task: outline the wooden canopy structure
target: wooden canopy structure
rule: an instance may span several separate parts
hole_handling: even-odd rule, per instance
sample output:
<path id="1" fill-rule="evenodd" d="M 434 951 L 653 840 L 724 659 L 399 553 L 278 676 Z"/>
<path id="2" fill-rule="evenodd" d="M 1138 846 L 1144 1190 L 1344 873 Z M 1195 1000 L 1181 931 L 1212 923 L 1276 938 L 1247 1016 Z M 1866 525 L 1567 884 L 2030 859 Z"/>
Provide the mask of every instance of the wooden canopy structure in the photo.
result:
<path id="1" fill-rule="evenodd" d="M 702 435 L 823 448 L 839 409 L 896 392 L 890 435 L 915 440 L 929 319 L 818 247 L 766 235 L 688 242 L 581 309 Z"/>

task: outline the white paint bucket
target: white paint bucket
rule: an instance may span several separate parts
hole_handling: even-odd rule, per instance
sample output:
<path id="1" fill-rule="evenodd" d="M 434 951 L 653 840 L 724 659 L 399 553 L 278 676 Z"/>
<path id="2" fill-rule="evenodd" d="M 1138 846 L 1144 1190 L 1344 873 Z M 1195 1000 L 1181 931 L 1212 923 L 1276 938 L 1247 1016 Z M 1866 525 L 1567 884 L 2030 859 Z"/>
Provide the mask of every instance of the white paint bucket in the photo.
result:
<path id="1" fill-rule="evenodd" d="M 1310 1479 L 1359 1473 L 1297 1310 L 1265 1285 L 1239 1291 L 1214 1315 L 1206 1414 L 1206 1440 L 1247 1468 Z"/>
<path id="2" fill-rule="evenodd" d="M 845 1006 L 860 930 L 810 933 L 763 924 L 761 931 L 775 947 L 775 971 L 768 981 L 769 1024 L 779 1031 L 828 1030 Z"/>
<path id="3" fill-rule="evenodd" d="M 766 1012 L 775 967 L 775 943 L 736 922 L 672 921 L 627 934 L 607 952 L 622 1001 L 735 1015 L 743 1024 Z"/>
----------
-- Your goal --
Each line from the first line of the listing through the line with "Provide the mask of every instance of the wooden" must be output exactly, both ends included, and no other line may appear.

-- Solution for this task --
task: outline the wooden canopy structure
target: wooden canopy structure
rule: an instance may span several separate parts
hole_handling: even-odd rule, per instance
sample output:
<path id="1" fill-rule="evenodd" d="M 434 951 L 653 840 L 724 659 L 399 553 L 278 676 Z"/>
<path id="2" fill-rule="evenodd" d="M 1138 846 L 1144 1190 L 1344 873 Z M 1195 1000 L 1181 931 L 1212 923 L 1276 938 L 1247 1016 Z M 1866 525 L 1567 884 L 2030 859 Z"/>
Provide the mask of every instance of the wooden canopy structure in the photo.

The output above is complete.